Your task:
Tally the lines in the data below that contain the string "positive", and reply with that number alone.
== Segment start ==
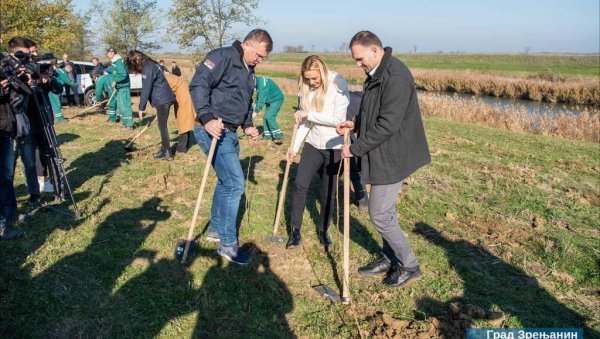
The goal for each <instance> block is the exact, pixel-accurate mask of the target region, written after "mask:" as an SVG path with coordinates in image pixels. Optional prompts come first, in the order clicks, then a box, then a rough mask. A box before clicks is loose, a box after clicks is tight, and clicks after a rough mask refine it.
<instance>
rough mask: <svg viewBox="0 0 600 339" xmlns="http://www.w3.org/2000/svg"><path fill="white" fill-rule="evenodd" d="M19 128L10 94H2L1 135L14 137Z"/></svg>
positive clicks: (0, 128) (0, 112) (0, 97)
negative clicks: (13, 109) (1, 133)
mask: <svg viewBox="0 0 600 339" xmlns="http://www.w3.org/2000/svg"><path fill="white" fill-rule="evenodd" d="M16 127H17V120H16V119H15V113H14V111H13V109H12V107H11V106H10V99H9V96H8V94H6V95H3V94H1V93H0V133H2V134H4V133H6V134H8V135H11V136H12V137H14V135H15V131H16V129H17V128H16Z"/></svg>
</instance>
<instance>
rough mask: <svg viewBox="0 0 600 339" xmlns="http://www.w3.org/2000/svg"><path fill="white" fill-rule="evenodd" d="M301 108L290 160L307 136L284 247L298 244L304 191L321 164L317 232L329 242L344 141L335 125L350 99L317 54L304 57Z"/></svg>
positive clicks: (300, 102)
mask: <svg viewBox="0 0 600 339" xmlns="http://www.w3.org/2000/svg"><path fill="white" fill-rule="evenodd" d="M298 87H299V93H298V96H299V98H300V109H299V110H298V111H296V113H295V115H294V116H295V119H296V122H298V123H300V125H299V127H298V132H297V135H296V141H295V144H294V147H293V149H292V151H291V152H289V153H288V159H290V160H293V159H294V158H295V156H296V153H297V152H298V150H299V149H300V146H301V145H302V142H303V141H304V140H305V139H306V142H305V144H304V148H303V151H302V158H301V159H300V165H299V166H298V171H297V173H296V180H295V182H294V192H293V193H292V200H291V208H292V210H291V231H292V233H291V236H290V240H289V241H288V244H287V248H295V247H298V246H299V245H300V239H301V237H300V228H301V227H302V215H303V214H304V207H305V205H306V194H307V192H308V188H309V187H310V183H311V181H312V179H313V177H314V176H315V175H316V174H317V172H319V169H321V168H322V175H321V194H320V202H321V217H320V220H319V225H318V227H317V229H318V235H319V241H320V243H321V244H322V245H324V246H328V245H330V244H331V241H330V240H329V237H328V236H327V228H328V225H329V220H330V219H331V211H332V210H333V205H334V202H335V195H336V194H337V185H336V183H337V172H338V168H339V165H340V158H341V155H340V152H341V148H342V144H343V142H344V140H343V137H342V136H340V135H338V134H337V132H336V130H335V126H336V125H338V124H340V123H341V122H342V121H344V120H345V117H346V109H347V107H348V103H349V95H348V84H347V83H346V80H345V79H344V78H343V77H342V76H341V75H339V74H337V73H336V72H333V71H331V70H328V69H327V66H326V65H325V63H324V62H323V60H321V58H319V57H318V56H316V55H311V56H309V57H308V58H306V59H304V62H302V68H301V71H300V81H299V86H298Z"/></svg>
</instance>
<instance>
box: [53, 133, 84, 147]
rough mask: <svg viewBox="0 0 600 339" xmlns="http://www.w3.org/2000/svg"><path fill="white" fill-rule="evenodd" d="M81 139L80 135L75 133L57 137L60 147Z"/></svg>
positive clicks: (61, 134)
mask: <svg viewBox="0 0 600 339" xmlns="http://www.w3.org/2000/svg"><path fill="white" fill-rule="evenodd" d="M79 138H80V136H79V134H73V133H61V134H59V135H57V136H56V139H57V140H58V144H59V146H60V145H62V144H66V143H67V142H71V141H73V140H76V139H79Z"/></svg>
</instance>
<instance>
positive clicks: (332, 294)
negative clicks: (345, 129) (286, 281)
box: [312, 131, 350, 305]
mask: <svg viewBox="0 0 600 339" xmlns="http://www.w3.org/2000/svg"><path fill="white" fill-rule="evenodd" d="M349 141H350V139H349V132H348V131H346V132H345V133H344V145H348V144H349ZM343 163H344V244H343V247H342V249H343V266H344V277H343V280H342V295H341V296H340V295H339V294H338V293H337V292H336V291H335V290H334V289H333V288H331V287H329V286H327V285H323V284H321V285H317V286H312V288H313V289H314V290H315V291H317V292H318V293H319V294H321V295H322V296H324V297H326V298H327V299H329V300H331V302H333V303H338V302H342V303H343V304H345V305H348V304H350V289H349V286H348V282H349V280H350V159H348V158H346V159H344V160H343Z"/></svg>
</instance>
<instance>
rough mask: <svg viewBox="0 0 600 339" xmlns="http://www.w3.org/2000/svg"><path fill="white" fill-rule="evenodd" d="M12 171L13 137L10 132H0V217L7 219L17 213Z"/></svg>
mask: <svg viewBox="0 0 600 339" xmlns="http://www.w3.org/2000/svg"><path fill="white" fill-rule="evenodd" d="M14 173H15V147H14V138H13V137H12V135H11V134H8V133H5V132H0V219H9V218H11V217H13V216H14V215H16V213H17V198H16V197H15V187H14V186H13V179H14Z"/></svg>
== Segment end ==
Response:
4